##### Recorded information #####
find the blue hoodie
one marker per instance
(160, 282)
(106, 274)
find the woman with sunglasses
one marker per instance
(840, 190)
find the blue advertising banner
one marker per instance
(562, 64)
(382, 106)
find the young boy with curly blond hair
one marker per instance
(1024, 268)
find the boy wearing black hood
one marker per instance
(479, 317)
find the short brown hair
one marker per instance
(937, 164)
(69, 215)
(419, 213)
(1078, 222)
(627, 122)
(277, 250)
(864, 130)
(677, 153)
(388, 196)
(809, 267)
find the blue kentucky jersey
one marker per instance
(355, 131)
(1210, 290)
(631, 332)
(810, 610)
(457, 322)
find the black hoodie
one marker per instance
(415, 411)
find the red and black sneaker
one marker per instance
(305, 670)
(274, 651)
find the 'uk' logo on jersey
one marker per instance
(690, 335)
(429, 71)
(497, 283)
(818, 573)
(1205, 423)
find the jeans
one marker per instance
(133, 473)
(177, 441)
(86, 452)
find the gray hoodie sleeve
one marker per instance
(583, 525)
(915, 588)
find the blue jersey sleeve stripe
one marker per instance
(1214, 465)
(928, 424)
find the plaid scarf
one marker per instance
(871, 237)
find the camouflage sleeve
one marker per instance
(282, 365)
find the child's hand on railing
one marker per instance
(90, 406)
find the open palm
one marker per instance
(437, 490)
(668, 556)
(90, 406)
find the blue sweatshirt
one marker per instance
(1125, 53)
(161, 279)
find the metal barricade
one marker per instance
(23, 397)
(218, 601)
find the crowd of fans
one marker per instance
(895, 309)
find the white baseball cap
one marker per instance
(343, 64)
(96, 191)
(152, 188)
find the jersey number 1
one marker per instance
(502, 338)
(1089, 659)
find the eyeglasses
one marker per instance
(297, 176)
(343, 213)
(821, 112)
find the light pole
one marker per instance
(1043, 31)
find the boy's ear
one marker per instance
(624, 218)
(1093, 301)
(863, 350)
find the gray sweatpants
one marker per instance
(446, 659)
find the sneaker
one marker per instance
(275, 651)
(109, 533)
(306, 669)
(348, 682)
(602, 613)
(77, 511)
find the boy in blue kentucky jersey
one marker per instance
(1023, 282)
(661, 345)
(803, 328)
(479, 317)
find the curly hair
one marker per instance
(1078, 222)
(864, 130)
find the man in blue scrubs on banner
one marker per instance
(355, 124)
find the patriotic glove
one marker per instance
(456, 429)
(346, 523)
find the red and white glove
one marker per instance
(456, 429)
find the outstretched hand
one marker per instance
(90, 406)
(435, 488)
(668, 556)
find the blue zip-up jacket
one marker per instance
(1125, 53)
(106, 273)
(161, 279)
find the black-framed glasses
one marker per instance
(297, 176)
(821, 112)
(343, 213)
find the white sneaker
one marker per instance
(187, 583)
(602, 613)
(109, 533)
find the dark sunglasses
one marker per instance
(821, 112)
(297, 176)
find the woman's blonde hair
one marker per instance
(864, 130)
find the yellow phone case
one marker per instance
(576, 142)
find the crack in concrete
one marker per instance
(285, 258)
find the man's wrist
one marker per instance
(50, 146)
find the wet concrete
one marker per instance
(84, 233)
#####
> _Exercise aim_
Convert all of the data above into a Markdown table with two columns, No. and Text. Number each non-blank line in order and omit blank lines.

> _Final answer_
| No. | Text |
|---|---|
| 1 | find the blue hoodie |
| 2 | one marker per instance |
| 3 | (160, 282) |
| 4 | (106, 274) |
| 5 | find the woman with sunglasses |
| 6 | one marker per instance |
| 7 | (840, 190) |
| 8 | find the blue advertising banner |
| 9 | one marker per instance |
| 10 | (562, 64) |
| 11 | (382, 106) |
| 12 | find the young boy with curly blond hair |
| 13 | one marker per instance |
| 14 | (1024, 268) |
| 15 | find the boy wearing black hood |
| 16 | one marker per instance |
| 17 | (479, 317) |
| 18 | find the short brown hair |
| 19 | one marker per instance |
| 20 | (937, 164) |
| 21 | (69, 215) |
| 22 | (419, 213) |
| 23 | (1078, 222) |
| 24 | (627, 122) |
| 25 | (277, 250) |
| 26 | (864, 130) |
| 27 | (677, 153) |
| 28 | (388, 196) |
| 29 | (809, 267) |
| 30 | find the blue kentucky jersey |
| 31 | one marker per instance |
| 32 | (355, 131) |
| 33 | (1210, 290) |
| 34 | (631, 332) |
| 35 | (810, 610) |
| 36 | (457, 322) |
| 37 | find the black hoodie |
| 38 | one marker per instance |
| 39 | (415, 411) |
| 40 | find the red and black sneaker |
| 41 | one marker per instance |
| 42 | (305, 670) |
| 43 | (274, 651) |
| 44 | find the 'uk' logo on jersey |
| 45 | one marker per instance |
| 46 | (690, 335) |
| 47 | (429, 71) |
| 48 | (497, 283) |
| 49 | (818, 573) |
| 50 | (1205, 423) |
| 51 | find the jeans |
| 52 | one marker per instance |
| 53 | (133, 473) |
| 54 | (177, 441) |
| 55 | (86, 452) |
| 56 | find the gray hoodie sleeve |
| 57 | one marker per instance |
| 58 | (583, 525) |
| 59 | (915, 588) |
| 60 | find the blue jersey sleeve stripe |
| 61 | one marker per instance |
| 62 | (1214, 465) |
| 63 | (928, 424) |
| 64 | find the plaid scarf |
| 65 | one marker per instance |
| 66 | (871, 237) |
| 67 | find the camouflage sleeve |
| 68 | one marker per instance |
| 69 | (282, 365) |
| 70 | find the child's hand on railing |
| 71 | one marker per instance |
| 72 | (90, 406) |
| 73 | find the open palm |
| 74 | one marker per instance |
| 75 | (437, 490) |
| 76 | (668, 556) |
| 77 | (90, 406) |
| 78 | find the blue sweatshirt |
| 79 | one marker per instance |
| 80 | (1125, 53) |
| 81 | (161, 279) |
| 82 | find the metal barricade |
| 83 | one marker per instance |
| 84 | (23, 397) |
| 85 | (218, 601) |
| 86 | find the crowd of fans |
| 87 | one marker per instance |
| 88 | (895, 309) |
| 89 | find the white baseball cap |
| 90 | one marker per instance |
| 91 | (343, 64) |
| 92 | (96, 191) |
| 93 | (152, 188) |
| 94 | find the jersey number 1 |
| 95 | one marker per instance |
| 96 | (502, 338) |
| 97 | (1089, 659) |
| 98 | find the eyeglasses |
| 99 | one marker per instance |
| 100 | (297, 176) |
| 101 | (343, 213) |
| 102 | (821, 112) |
| 103 | find the light pole |
| 104 | one marker per instance |
| 105 | (1043, 31) |
| 106 | find the boy's ear |
| 107 | one marker per instance |
| 108 | (624, 218) |
| 109 | (1093, 301) |
| 110 | (863, 350) |
| 111 | find the gray sweatpants |
| 112 | one marker per instance |
| 113 | (446, 659) |
| 114 | find the sneaker |
| 115 | one marker per instance |
| 116 | (275, 651) |
| 117 | (109, 533) |
| 118 | (306, 669) |
| 119 | (348, 682) |
| 120 | (602, 613) |
| 121 | (77, 511) |
| 122 | find the boy in blue kentucky jersey |
| 123 | one marker per instance |
| 124 | (1023, 282) |
| 125 | (661, 345) |
| 126 | (803, 328) |
| 127 | (479, 317) |
| 128 | find the curly hair |
| 129 | one marker per instance |
| 130 | (1078, 222) |
| 131 | (864, 130) |
| 132 | find the man in blue scrubs on banner |
| 133 | one marker per instance |
| 134 | (355, 124) |
| 135 | find the patriotic glove |
| 136 | one marker per instance |
| 137 | (456, 429) |
| 138 | (346, 523) |
| 139 | find the red and white glove |
| 140 | one marker per instance |
| 141 | (456, 429) |
| 142 | find the outstretched hand |
| 143 | one marker per instance |
| 144 | (90, 406) |
| 145 | (435, 488) |
| 146 | (668, 556) |
| 147 | find the blue zip-up jacket |
| 148 | one marker per instance |
| 149 | (1125, 53) |
| 150 | (106, 273) |
| 151 | (161, 279) |
| 152 | find the black-framed glasses |
| 153 | one marker per instance |
| 154 | (297, 176) |
| 155 | (821, 112) |
| 156 | (343, 213) |
| 157 | find the white sneaker |
| 158 | one marker per instance |
| 159 | (187, 583) |
| 160 | (602, 613) |
| 161 | (109, 533) |
| 162 | find the dark sunglasses |
| 163 | one marker per instance |
| 164 | (821, 112) |
| 165 | (297, 176) |
| 166 | find the woman's blonde hair |
| 167 | one marker per instance |
| 168 | (864, 130) |
| 169 | find the yellow phone case |
| 170 | one marker per instance |
| 171 | (576, 142) |
| 172 | find the crack in concrete |
| 173 | one marker per instance |
| 174 | (285, 258) |
| 175 | find the man's wrist |
| 176 | one marker per instance |
| 177 | (50, 146) |
| 178 | find the wet concrete |
| 179 | one marker per instance |
| 180 | (84, 233) |